[start Source excerpt]
Super Bowl XI was dominated by the Raiders. Oakland gained a Super Bowl record 429 yards, including a Super Bowl record 288 yards in the first half, en route to winning Super Bowl XI. After a scoreless first quarter, Oakland scored on three consecutive possessions to take a 16–0 lead at halftime. The Raiders also had two fourth quarter interceptions, including cornerback Willie Brown’s 75-yard return for a touchdown. Oakland wide receiver Fred Biletnikoff, who had 4 catches for 79 yards that set up three Raider touchdowns, was named the game’s Most Valuable Player (MVP). Among the wide receivers who have won the Super Bowl MVP, Biletnikoff was the only one to not have gained 100 yards in his performance until Cooper Kupp in Super Bowl LVI.

Background
The NFL awarded Super Bowl XI to Pasadena, California on March 19, 1975 at the owners' meetings held in Honolulu. After awarding two consecutive Super Bowl host sites during both the 1972 and 1973 owners' meetings, respectively, the league went back to awarding only one host site at this meeting. However, the winner was still provided with nearly two years of preparation time. A total of six cities submitted bids: Pasadena (Rose Bowl), Los Angeles (Coliseum), Dallas, Houston, New Orleans, and Montreal. Pasadena won on the sixth ballot, with the stadium's capacity (104,701) the leading factor.
[end Source excerpt]
[start Rows]
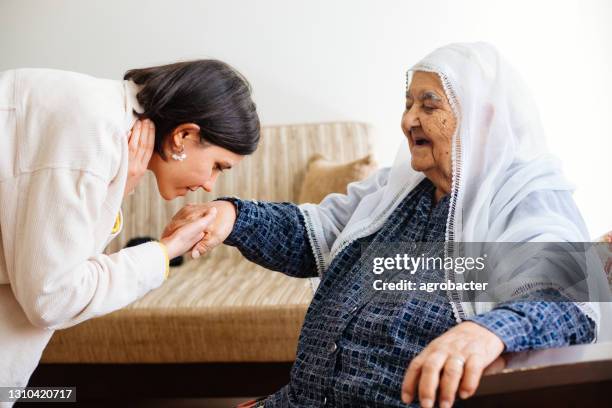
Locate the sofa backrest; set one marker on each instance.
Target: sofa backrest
(273, 173)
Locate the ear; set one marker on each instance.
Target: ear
(178, 135)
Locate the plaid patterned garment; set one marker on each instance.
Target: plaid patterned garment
(355, 345)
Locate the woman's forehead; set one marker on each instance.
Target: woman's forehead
(425, 85)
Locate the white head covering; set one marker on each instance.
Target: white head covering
(505, 186)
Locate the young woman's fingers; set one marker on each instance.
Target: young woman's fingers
(430, 377)
(150, 143)
(142, 142)
(135, 136)
(451, 376)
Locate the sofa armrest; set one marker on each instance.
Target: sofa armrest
(531, 374)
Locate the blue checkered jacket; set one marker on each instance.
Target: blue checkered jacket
(354, 345)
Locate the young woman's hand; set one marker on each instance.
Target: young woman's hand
(140, 146)
(453, 363)
(186, 236)
(215, 233)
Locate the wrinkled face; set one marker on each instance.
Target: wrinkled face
(429, 124)
(200, 168)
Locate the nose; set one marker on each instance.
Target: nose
(410, 120)
(209, 184)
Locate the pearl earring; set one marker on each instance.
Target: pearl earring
(180, 157)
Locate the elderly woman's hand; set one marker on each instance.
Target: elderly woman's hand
(140, 149)
(454, 361)
(215, 233)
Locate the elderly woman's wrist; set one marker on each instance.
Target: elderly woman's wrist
(243, 220)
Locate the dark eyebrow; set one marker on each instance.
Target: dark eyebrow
(430, 96)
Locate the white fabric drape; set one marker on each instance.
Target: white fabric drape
(505, 187)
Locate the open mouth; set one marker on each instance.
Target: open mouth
(420, 140)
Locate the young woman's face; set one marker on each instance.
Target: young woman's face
(202, 165)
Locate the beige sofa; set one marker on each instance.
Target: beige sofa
(222, 308)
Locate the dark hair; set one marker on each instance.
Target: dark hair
(208, 93)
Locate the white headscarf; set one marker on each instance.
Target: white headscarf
(505, 186)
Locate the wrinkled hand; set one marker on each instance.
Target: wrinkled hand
(215, 233)
(454, 361)
(183, 238)
(140, 148)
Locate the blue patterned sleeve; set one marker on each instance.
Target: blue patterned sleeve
(535, 324)
(274, 236)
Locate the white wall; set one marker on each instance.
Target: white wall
(330, 60)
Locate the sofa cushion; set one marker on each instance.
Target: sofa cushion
(325, 176)
(220, 308)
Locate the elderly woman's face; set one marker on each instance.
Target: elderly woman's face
(429, 123)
[end Rows]
- Actions to take:
**1)** For each statement below, say whether it agrees with the Super Bowl XI excerpt. Answer yes or no and quote the deciding words from the excerpt. (a) Oakland led 16–0 at halftime. (b) The owners' meetings where the NFL awarded Super Bowl XI were held in Pasadena. (c) Pasadena won the hosting vote on the first ballot.
**2)** Use the Super Bowl XI excerpt to answer these questions:
(a) How long was Willie Brown's interception return for a touchdown?
(b) How many catches did Fred Biletnikoff have?
(c) What was the stadium capacity named as the leading factor in Pasadena's win?
**3)** Return the part of the Super Bowl XI excerpt that opens with the words containing "Super Bowl XI was" and closes with "Super Bowl LVI.". Copy it exactly as it appears.

- Expected results:
**1)**
(a) Yes: "to take a 16–0 lead at halftime"
(b) No: "at the owners' meetings held in Honolulu"
(c) No: "Pasadena won on the sixth ballot"

**2)**
(a) 75 yards
(b) 4 catches
(c) 104,701

**3)**
Super Bowl XI was dominated by the Raiders. Oakland gained a Super Bowl record 429 yards, including a Super Bowl record 288 yards in the first half, en route to winning Super Bowl XI. After a scoreless first quarter, Oakland scored on three consecutive possessions to take a 16–0 lead at halftime. The Raiders also had two fourth quarter interceptions, including cornerback Willie Brown’s 75-yard return for a touchdown. Oakland wide receiver Fred Biletnikoff, who had 4 catches for 79 yards that set up three Raider touchdowns, was named the game’s Most Valuable Player (MVP). Among the wide receivers who have won the Super Bowl MVP, Biletnikoff was the only one to not have gained 100 yards in his performance until Cooper Kupp in Super Bowl LVI.